▶ _Tasks to perform_
A. Please reproduce everything in the text on musical shaping gestures from "Although there is" down to "and Bräm (2000).".
B. How many lines of the rows contain the string "blue"? Give only the number.

▶ _Source extract_
----------------

Angie's 'sweeping' gesture

Figure 8. Angie's 'sweeping' gesture

Paul representing the piano and flute parts

Figure 9. Paul representing the piano and flute parts


The review that follows addresses, first, issues relating to the classification of Illustrative gestures in musical contexts, or accompanying talk about music. These gestures are referred to as 'musical shaping gestures' or MSGs. Second, the extent to which MSGs may be used to form a sign language of music will be discussed. Lastly some potential uses of a standardised gestural system for music are explored.

Although there is some evidence here that MSGs may be influenced by repertoires of emblematic gestures used in ballet mime and by conductors, the results reported above suggest that MSGs do not always convey consistent meanings. Rather, they reveal performers' understandings of fundamental musical concepts, which may differ, as we have seen from the example of Paul's and Ruth's gestures for rubato. For example, Angie's rolling forward gesture, with its referent of the abstract concept of keeping going conveyed by the analogy or base of rolling forward, resembles the keep moving gesture used by conductors involving repeated forward circling, classified as a holophrastic interjection by Boyes Braem and Bräm (2000).

MSGs are difficult to classify using existing taxonomies of gesture. In terms of the 'Kendon continuum' they are best described as spontaneous gesticulations in that they reveal the mental imagery of the speaker (McNeill, 1992). As we have shown, however, talk about music lends itself to metaphoric and deictic gestural representation and, as such, MSGs may function as Emblems even if they are not always 'speech-linked'. For example, Paul created a visual description of musical texture, formed of melody and accompaniment, by using concepts of 'placement' within 'sign-space', techniques used in BSL to assign meaning to different spatial locations (Figure 9). If gestures are classified along continuous spectra rather than within discrete categories (McNeill, 2005), MSGs would appear from the present data to represent an optimal use of gesticulation, drawing on iconicity, metaphor, deictics and emblems simultaneously. Explanations for this lie in the very nature of music itself; Goldin-Meadow (1999) suggests that abstract ideas, including those concerning spatial location, and concepts that are as yet undeveloped, may be represented better using gestures than by attempts at verbalisation. Music provides good examples of such abstract ideas. Furthermore, the ability of both music and gesture to represent motion enables depictions of change over time, such as Ruth's 'slowing down' gesture (Figure 6) and Angie's 'rolling forward' gesture. Further research involving parallel coding methods should explore how MSGs might be defined using existing taxonomies of gesture.

The production and comprehension of MSGs appear to depend on stable cross-modal associations: height and pitch; size and loudness; time (rhythm, duration) and length on the horizontal plane. These associations may render certain gestures emblematic and therefore more easily understood by musicians. According to Conceptual Metaphor Theory (Langacker, 1987) their stability across cultures derives from universal perceptual-motor experience. For example, we learn in childhood to expect large objects to be heavier than small objects and to make a louder sound when they fall. These associations inevitably influence our perception of auditory information; Walker (1987) has shown that people with musical training are more likely than those without to associate frequency (pitch) and vertical placement; waveform (form or texture) and pattern; amplitude (loudness or dynamic) and size; and duration (rhythm) and horizontal length. The MSGs observed in the present study included all four types of association. This is not surprising given the evidence that musical parameters such as pitch contour, articulation and dynamic changes can elicit metaphoric associations in a variety of ways and often simultaneously (Eitan & Granot, 2006).

----------------

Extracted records
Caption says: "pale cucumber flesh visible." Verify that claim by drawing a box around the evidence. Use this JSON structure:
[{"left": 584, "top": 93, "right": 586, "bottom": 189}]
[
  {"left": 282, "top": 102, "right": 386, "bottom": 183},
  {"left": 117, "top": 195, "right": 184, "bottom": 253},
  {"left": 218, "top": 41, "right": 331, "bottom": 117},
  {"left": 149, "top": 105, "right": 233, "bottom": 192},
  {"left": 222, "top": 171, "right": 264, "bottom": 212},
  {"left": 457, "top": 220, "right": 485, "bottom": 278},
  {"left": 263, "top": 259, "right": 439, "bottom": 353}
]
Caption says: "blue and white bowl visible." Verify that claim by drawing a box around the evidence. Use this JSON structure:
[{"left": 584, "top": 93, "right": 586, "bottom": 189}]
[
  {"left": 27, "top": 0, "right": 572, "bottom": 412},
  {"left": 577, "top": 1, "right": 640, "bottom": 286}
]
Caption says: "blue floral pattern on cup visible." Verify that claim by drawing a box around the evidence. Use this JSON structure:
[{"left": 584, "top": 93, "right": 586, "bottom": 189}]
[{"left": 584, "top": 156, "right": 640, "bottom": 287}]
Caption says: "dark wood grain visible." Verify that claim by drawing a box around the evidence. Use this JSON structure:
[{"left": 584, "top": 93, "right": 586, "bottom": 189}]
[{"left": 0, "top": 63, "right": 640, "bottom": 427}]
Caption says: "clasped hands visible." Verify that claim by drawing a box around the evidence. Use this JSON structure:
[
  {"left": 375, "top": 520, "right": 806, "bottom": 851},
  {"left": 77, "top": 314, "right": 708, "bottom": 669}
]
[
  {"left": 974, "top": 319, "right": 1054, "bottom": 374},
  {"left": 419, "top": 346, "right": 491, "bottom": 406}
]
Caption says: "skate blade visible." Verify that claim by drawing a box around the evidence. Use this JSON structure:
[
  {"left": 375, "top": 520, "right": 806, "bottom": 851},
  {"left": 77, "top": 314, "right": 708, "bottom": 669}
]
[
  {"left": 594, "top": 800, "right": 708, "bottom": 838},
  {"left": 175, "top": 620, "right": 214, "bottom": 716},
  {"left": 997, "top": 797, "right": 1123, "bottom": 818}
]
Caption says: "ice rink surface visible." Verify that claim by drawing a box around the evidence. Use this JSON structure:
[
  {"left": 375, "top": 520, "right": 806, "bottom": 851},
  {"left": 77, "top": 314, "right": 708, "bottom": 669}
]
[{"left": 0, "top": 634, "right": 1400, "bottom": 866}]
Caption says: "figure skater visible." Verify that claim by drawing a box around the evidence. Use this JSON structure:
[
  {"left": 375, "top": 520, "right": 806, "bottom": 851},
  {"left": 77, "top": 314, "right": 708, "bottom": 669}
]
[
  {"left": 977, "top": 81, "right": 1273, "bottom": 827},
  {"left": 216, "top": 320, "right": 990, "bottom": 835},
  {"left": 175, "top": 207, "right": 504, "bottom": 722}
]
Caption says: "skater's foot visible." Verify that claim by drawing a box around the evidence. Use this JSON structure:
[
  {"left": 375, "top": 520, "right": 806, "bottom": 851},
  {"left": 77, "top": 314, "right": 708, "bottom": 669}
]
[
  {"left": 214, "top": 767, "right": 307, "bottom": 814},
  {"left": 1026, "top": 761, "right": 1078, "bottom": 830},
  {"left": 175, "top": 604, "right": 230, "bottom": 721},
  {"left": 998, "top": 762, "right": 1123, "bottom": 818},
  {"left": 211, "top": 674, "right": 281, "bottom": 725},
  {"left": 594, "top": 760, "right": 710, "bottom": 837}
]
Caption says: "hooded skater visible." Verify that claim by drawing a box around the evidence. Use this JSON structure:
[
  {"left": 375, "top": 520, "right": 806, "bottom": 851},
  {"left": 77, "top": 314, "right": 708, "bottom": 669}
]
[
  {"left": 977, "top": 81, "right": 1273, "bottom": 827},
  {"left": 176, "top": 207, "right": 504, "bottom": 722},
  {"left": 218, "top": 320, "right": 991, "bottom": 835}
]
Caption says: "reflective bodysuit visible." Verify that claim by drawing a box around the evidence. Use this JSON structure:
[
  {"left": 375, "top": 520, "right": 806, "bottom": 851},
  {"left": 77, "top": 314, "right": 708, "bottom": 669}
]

----------------

▶ _Task-by-task answers_
A.
Although there is some evidence here that MSGs may be influenced by repertoires of emblematic gestures used in ballet mime and by conductors, the results reported above suggest that MSGs do not always convey consistent meanings. Rather, they reveal performers' understandings of fundamental musical concepts, which may differ, as we have seen from the example of Paul's and Ruth's gestures for rubato. For example, Angie's rolling forward gesture, with its referent of the abstract concept of keeping going conveyed by the analogy or base of rolling forward, resembles the keep moving gesture used by conductors involving repeated forward circling, classified as a holophrastic interjection by Boyes Braem and Bräm (2000).

B. 2